* **The problem**
Change "lane-occupancy" to "lane-usage" in the listing from the line with "the traffic light" through the end of the listing, and write out those lines with nothing else altered.

---------- Provided material

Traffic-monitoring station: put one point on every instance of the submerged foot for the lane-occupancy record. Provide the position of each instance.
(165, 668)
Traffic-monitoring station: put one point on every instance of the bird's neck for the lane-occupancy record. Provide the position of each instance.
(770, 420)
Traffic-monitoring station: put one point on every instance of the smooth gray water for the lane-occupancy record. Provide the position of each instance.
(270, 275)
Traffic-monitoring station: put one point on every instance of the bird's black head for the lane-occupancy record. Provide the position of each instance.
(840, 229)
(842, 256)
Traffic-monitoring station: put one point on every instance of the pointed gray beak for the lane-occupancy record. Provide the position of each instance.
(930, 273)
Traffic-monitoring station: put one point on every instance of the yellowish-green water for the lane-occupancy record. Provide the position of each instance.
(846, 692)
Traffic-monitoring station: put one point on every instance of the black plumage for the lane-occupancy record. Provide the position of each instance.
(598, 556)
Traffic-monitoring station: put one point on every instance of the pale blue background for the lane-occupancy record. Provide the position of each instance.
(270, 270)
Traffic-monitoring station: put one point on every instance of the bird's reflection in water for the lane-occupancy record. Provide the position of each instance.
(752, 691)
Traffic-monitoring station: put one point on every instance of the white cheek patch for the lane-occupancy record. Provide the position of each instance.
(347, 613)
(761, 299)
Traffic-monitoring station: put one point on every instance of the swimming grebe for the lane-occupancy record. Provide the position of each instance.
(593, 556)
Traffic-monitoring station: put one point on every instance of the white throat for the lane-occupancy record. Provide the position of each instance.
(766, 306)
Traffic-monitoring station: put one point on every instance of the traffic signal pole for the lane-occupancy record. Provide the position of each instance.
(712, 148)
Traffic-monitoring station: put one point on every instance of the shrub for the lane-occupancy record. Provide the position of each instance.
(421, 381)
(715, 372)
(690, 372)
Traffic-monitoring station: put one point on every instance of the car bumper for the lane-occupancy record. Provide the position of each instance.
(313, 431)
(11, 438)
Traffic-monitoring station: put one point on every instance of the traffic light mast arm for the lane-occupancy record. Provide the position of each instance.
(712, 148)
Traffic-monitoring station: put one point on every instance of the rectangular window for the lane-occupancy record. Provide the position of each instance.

--------------------

* **Final result**
Traffic-monitoring station: put one point on every instance of the traffic light mast arm for the lane-usage record. Provide the position of each instance.
(712, 148)
Traffic-monitoring station: put one point on every instance of the rectangular window for the lane-usage record. Provide the position of each instance.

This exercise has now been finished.